[ARTICLE start]

We learned a lot during our first sprint about the structure and working style of the team, and we were able to develop our idea for the project much further. Going into sprint two we have three main overarching focuses:
- Completing a thorough mechanical design and prototyping phase, and implementing a function mechanical system that introduces a resistor one at a time into the resistor measuring circuit.
- Integrating an LCD screen to output the resistance value measured by the circuit.
- Exploring options for building off the current voltage-divider circuit to be able to measure a large range of resistor values.
Integrated Sprint Deliverable
Over the course of this sprint, we dove into a design process where we ideated different designs for the mechanical system. In our first prototype, we were relying on gravity to make a secure connection in our circuit, which was not ideal. It left room for the resistors to sort of bounce around and “walk” out of place. This would have given us inconsistent results. To continue the original design, we would have had to create some kind of clamping mechanism to come down on our resistors at the right time, which would have added unnecessary motors and complexity to our system.

[ARTICLE end]
[DATASET ENTRIES start]

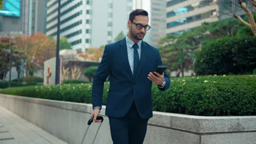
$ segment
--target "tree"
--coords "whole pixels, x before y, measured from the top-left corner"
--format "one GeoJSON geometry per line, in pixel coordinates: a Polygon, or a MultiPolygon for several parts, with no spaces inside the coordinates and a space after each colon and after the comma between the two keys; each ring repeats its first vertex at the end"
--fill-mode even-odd
{"type": "MultiPolygon", "coordinates": [[[[253,17],[253,13],[248,9],[248,5],[252,4],[254,7],[256,7],[256,0],[219,0],[217,1],[219,4],[223,5],[226,9],[228,9],[232,14],[232,16],[235,19],[237,19],[244,25],[249,28],[254,35],[256,35],[256,23],[255,22],[254,17],[253,17]],[[235,10],[232,8],[233,5],[236,8],[235,10]],[[246,21],[240,16],[237,16],[236,14],[236,7],[242,9],[248,16],[249,22],[246,21]]],[[[226,14],[223,11],[219,11],[220,13],[230,15],[229,14],[226,14]]]]}
{"type": "MultiPolygon", "coordinates": [[[[9,38],[2,37],[0,40],[0,80],[3,81],[10,68],[9,38]]],[[[16,51],[13,50],[13,63],[16,64],[20,58],[16,51]]]]}
{"type": "Polygon", "coordinates": [[[125,35],[124,34],[124,33],[123,32],[123,31],[121,31],[117,36],[117,37],[115,37],[114,41],[115,42],[117,42],[120,40],[123,39],[125,37],[125,35]]]}
{"type": "Polygon", "coordinates": [[[65,37],[61,37],[60,39],[60,50],[67,49],[72,50],[71,44],[67,41],[67,39],[65,37]]]}
{"type": "Polygon", "coordinates": [[[43,69],[44,61],[55,56],[56,41],[43,33],[19,35],[14,40],[14,49],[25,59],[26,71],[31,76],[36,70],[43,69]]]}
{"type": "Polygon", "coordinates": [[[91,66],[84,70],[84,75],[88,77],[90,82],[91,82],[91,78],[94,77],[97,69],[97,66],[91,66]]]}
{"type": "Polygon", "coordinates": [[[169,71],[177,70],[177,77],[181,72],[184,76],[184,68],[189,69],[193,63],[191,53],[194,47],[189,45],[187,39],[182,35],[169,35],[159,41],[162,45],[159,49],[164,64],[167,66],[169,71]]]}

[DATASET ENTRIES end]

**LIST OF TASKS:**
1: Answer these questions about the sprint text:
(a) How many main overarching focuses does the team have going into sprint two?
(b) What is the LCD screen meant to output?
(c) What did the first prototype rely on to make a secure connection in the circuit?
2: Please write out the stretch of the entries from their start through the line that contains "pixels, x before", both ends included, and leave the pictures out.
The sprint text and the entries have nothing to do with each other.

**PER-TASK OUTPUTS:**
1:
(a) Three.
(b) The resistance value measured by the circuit.
(c) Gravity.

2:
$ segment
--target "tree"
--coords "whole pixels, x before y, measured from the top-left corner"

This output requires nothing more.